Only the lines from the one holding "point_to(query) locates a point on each instance of the club" to the final line of the material below belong in the answer, transcribed exactly.

══ Given data

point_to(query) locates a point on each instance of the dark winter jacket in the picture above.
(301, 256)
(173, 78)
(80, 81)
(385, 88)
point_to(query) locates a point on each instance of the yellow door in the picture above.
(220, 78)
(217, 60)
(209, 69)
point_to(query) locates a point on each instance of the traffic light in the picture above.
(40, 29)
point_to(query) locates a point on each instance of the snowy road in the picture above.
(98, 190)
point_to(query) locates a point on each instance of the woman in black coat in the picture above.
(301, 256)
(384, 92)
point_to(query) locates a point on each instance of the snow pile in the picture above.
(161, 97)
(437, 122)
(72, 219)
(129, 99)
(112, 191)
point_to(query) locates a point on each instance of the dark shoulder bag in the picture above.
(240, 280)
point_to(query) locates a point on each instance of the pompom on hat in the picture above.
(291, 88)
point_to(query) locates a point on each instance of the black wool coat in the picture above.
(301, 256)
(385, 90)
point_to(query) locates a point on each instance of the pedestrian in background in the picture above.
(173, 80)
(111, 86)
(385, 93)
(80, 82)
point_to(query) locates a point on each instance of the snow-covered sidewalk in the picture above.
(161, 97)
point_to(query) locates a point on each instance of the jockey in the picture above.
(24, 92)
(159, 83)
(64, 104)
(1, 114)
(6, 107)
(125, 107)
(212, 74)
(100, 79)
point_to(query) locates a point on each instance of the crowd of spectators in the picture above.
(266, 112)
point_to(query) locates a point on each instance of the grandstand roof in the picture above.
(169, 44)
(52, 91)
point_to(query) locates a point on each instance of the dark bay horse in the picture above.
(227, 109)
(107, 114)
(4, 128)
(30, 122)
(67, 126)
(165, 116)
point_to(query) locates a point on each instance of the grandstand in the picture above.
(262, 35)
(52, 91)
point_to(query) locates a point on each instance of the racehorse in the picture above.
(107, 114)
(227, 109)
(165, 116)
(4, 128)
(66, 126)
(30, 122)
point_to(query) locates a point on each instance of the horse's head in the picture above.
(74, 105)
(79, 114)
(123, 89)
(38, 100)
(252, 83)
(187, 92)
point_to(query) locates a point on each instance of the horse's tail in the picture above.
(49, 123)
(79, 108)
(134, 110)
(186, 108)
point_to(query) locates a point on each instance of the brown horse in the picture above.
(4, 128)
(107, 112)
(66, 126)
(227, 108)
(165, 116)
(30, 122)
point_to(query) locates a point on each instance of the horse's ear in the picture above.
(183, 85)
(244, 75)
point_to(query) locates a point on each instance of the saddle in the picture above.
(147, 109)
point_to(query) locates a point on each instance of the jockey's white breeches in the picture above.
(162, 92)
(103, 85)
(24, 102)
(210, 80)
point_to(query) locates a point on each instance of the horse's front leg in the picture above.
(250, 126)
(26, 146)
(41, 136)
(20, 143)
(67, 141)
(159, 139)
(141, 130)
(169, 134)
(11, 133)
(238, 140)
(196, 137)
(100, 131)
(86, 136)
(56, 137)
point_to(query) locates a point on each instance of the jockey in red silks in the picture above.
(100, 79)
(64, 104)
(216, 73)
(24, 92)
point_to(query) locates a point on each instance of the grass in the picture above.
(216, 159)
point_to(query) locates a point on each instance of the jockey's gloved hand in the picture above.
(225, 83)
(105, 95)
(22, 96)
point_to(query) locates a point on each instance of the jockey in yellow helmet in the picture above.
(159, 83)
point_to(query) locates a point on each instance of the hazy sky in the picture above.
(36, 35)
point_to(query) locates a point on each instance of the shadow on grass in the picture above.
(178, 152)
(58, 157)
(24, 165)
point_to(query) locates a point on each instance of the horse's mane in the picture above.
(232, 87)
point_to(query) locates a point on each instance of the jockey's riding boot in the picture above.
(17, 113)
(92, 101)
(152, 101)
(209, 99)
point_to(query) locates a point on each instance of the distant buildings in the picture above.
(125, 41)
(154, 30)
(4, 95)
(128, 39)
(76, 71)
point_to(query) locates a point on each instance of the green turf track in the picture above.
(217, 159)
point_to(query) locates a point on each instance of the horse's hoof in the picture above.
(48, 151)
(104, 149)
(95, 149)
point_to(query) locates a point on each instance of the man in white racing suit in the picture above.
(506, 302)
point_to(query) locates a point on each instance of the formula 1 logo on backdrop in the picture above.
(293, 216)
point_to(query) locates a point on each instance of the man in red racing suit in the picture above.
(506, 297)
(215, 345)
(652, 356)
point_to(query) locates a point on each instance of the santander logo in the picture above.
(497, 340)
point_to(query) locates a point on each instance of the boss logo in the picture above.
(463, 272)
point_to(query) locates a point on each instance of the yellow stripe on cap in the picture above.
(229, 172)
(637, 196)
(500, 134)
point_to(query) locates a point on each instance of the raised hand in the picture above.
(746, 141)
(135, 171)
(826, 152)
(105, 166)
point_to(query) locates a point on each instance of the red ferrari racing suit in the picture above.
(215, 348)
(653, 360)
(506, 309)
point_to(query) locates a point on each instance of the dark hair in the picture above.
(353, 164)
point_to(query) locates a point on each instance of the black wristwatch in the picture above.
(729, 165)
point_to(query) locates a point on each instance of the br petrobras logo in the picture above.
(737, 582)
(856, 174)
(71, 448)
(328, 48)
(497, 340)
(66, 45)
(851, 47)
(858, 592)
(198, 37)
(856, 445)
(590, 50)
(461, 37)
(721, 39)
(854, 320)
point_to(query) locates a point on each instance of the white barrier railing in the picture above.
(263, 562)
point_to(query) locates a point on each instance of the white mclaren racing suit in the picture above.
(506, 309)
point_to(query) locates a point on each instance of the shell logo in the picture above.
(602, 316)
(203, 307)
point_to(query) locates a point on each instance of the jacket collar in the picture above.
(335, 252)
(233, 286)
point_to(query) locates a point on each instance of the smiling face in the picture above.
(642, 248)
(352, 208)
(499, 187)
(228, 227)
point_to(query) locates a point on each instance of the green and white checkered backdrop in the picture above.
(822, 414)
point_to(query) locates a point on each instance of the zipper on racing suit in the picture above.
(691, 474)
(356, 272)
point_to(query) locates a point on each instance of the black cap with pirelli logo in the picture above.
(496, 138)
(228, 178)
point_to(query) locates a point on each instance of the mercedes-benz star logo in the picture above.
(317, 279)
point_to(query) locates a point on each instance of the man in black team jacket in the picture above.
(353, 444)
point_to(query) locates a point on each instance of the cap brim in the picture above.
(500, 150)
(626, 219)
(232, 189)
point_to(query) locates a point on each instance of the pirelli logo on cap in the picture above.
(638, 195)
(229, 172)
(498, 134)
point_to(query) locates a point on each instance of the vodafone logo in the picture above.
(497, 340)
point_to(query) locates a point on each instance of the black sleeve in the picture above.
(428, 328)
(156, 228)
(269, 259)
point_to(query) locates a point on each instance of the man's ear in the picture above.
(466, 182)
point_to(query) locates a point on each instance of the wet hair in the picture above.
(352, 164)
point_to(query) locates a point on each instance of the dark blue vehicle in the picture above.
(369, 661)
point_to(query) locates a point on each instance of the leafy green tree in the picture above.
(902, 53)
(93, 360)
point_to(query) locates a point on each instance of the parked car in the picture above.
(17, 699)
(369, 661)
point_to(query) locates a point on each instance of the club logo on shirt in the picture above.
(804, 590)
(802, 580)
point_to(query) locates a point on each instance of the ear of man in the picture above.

════

Finished task
point_to(query) locates a point on each instance of the club logo on shirt in the picture above.
(804, 590)
(802, 580)
point_to(query) locates a point on each instance of the ear of man in the picture above.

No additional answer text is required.